The Deputy S151 Officer clarified that the table at 3.4 of Appendix C showed the budget deficits forecast over the five years of the MTFF. The Council had a legal obligation to produce a balanced budget, meaning that it had to eliminate these deficits as it proceeded. These were projected deficits and so the Council could not act to eliminate them all in advance. By year five, the table shoed the cumulative structural deficit of £2.8m that would need to be met by the end of the time period.
A Panel member complained that the figures did not add up, and that the cumulative deficit figure given was not the actual cumulative deficit. The Leader of the Council offered for an explanatory note to be produced in order to explain and clarify the content of table 3.4 of Appendix C. The Panel member underlined the Panel’s role in scrutinising the Budget and giving a view to Cabinet regarding the assurances provided to support it. It was argued that the Panel could not do this if the information with which it was presented was not clear and did not show what it purported to show, and that the budget could not be valid without the requested clarity. The Panel member also stated that no data had been given on ‘Fit for the Future’, which meant that the Panel would not be able to give a view on whether this was a safe way for the Council to proceed.
The Deputy S151 Officer stated that a reserves statement could be presented, but that the final accounts would be needed in order to give accuracy on this. Owing to greater levels of risk, it was felt prudent to increase the minimum level of reserves to £3m, plus a contingency fund for the Fit for the Future Programme, to cover any shortfall in savings targets, and to invest where this is judged to be prudent. Other costs might also arise, and their impacts covered. The Finance Team were aware of the 2023-24 budget trajectory and the reduction in useable earmarked reserves, down by £5m since March 2022.
The Leader explained that reserves had had to be allocated, and the administration was trying to share information to improve confidence, including on Fit for the Future. Not all information on service changes could be shared, as this had not all been decided as yet. The need for robust project management was underlined and was being addressed, with more information to be provided to councillors at the earliest opportunity. The aim was to provide this for the Budget paper due to go to Full Council for approval. The Leader emphasised the need to understand the challenge of showing changes to a large organisation, giving clarity in figures including those relating to employment levels. It was acknowledged that performance should be examined across the Council, for benchmarking purposes.

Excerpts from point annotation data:
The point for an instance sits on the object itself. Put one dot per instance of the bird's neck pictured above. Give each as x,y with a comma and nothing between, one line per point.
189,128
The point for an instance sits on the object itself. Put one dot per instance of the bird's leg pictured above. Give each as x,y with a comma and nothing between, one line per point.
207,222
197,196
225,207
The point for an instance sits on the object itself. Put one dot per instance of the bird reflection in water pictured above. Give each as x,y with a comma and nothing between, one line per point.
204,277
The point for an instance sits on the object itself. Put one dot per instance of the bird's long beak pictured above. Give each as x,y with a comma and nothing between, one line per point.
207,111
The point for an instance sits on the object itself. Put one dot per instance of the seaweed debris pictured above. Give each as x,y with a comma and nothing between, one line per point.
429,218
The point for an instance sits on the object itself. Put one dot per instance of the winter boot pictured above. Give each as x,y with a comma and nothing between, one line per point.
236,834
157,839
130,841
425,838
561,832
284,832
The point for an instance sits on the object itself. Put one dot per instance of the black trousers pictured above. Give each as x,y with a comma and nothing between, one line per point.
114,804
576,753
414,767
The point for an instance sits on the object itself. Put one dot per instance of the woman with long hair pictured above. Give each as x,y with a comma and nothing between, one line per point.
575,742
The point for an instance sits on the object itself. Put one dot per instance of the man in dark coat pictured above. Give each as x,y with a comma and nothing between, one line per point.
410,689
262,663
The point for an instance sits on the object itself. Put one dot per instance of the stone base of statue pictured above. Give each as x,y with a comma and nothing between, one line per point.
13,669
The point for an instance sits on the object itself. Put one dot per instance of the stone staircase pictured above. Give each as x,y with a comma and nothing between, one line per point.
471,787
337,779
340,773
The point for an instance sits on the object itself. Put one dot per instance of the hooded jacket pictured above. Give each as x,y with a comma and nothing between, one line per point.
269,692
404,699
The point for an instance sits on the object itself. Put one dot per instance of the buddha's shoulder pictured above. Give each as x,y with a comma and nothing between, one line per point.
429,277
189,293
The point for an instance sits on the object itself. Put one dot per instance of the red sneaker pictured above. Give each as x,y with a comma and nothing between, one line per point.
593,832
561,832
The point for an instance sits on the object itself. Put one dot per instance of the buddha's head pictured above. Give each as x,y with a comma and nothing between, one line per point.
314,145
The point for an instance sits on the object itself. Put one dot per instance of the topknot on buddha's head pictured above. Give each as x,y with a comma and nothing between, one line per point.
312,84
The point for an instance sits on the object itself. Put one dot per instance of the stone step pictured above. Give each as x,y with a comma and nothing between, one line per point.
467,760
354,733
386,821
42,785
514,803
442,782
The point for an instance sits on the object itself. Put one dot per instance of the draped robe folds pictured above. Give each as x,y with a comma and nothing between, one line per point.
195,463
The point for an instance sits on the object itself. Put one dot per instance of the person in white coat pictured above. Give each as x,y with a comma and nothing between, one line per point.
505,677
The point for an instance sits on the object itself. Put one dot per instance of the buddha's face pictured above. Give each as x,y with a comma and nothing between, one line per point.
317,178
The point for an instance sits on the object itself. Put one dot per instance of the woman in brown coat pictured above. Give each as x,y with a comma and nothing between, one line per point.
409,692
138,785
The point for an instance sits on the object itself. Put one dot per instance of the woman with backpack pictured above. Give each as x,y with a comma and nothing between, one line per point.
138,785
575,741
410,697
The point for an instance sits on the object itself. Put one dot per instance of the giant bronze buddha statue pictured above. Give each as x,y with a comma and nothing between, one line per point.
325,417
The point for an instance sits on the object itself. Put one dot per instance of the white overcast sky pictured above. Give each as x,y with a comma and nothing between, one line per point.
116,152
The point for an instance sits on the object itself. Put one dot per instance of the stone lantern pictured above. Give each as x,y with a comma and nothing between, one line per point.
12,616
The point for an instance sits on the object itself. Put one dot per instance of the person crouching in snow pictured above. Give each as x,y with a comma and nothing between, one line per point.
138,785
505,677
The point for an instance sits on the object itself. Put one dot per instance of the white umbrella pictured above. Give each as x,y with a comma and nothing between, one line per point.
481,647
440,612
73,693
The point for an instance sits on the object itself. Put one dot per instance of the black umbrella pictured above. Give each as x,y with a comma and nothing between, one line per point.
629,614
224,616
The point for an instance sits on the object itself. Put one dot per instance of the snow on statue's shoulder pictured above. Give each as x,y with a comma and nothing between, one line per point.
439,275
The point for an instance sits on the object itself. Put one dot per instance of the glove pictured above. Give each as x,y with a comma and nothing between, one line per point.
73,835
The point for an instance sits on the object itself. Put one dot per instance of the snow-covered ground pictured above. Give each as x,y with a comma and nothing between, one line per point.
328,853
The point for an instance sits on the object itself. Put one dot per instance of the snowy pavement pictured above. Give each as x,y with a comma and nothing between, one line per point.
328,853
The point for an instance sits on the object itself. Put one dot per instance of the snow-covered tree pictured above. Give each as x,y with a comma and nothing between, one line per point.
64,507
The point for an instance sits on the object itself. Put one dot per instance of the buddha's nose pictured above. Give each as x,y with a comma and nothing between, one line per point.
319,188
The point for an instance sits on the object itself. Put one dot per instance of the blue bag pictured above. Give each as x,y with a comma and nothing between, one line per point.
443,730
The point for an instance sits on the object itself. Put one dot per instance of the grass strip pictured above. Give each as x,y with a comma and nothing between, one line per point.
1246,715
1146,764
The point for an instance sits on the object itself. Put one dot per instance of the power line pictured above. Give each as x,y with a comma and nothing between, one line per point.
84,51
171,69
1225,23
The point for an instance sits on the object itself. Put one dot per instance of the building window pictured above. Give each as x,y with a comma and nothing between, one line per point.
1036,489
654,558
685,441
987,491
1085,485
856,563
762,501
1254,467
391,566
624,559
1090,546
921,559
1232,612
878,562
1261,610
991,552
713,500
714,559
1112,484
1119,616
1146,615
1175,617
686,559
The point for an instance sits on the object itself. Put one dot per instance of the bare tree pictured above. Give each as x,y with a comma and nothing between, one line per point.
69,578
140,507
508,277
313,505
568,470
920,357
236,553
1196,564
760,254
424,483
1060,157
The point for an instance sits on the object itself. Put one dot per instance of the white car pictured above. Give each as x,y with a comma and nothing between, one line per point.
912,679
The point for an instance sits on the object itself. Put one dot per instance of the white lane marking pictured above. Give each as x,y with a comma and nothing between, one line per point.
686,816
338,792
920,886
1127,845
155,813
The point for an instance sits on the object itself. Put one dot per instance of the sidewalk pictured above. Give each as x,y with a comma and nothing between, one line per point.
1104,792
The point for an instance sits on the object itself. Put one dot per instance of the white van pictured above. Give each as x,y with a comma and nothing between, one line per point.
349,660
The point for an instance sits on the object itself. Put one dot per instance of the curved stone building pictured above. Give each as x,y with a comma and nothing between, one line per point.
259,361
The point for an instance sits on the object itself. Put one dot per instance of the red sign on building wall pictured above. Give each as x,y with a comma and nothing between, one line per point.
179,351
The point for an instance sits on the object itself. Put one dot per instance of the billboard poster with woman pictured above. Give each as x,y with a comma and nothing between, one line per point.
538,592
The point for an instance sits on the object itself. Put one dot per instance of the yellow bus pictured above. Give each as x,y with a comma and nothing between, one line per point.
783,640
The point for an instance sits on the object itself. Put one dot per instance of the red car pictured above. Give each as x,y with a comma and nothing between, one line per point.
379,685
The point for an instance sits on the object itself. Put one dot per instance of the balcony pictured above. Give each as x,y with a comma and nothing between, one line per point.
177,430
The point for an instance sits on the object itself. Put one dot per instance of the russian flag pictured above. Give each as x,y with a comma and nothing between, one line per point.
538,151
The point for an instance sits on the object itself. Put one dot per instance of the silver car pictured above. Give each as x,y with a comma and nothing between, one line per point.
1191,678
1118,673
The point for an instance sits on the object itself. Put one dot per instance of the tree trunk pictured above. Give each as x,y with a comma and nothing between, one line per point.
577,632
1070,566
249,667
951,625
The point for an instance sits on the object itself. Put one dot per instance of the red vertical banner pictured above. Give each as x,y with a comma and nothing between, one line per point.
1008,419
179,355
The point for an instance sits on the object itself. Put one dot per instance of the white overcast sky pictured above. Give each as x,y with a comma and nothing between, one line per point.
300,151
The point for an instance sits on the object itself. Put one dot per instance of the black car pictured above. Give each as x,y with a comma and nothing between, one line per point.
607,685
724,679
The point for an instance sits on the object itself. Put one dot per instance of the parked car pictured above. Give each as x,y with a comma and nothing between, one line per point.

* [Exercises]
a) Reproduce the council budget minutes verbatim, starting at "The Deputy S151 Officer stated" and ending at "since March 2022.".
b) Report each line of the records that includes the word "umbrella".
These records have no connection to the council budget minutes.

* [Written answers]
a)
The Deputy S151 Officer stated that a reserves statement could be presented, but that the final accounts would be needed in order to give accuracy on this. Owing to greater levels of risk, it was felt prudent to increase the minimum level of reserves to £3m, plus a contingency fund for the Fit for the Future Programme, to cover any shortfall in savings targets, and to invest where this is judged to be prudent. Other costs might also arise, and their impacts covered. The Finance Team were aware of the 2023-24 budget trajectory and the reduction in useable earmarked reserves, down by £5m since March 2022.

b)
The point for an instance sits on the object itself. Put one dot per instance of the white umbrella pictured above. Give each as x,y with a comma and nothing between, one line per point.
The point for an instance sits on the object itself. Put one dot per instance of the black umbrella pictured above. Give each as x,y with a comma and nothing between, one line per point.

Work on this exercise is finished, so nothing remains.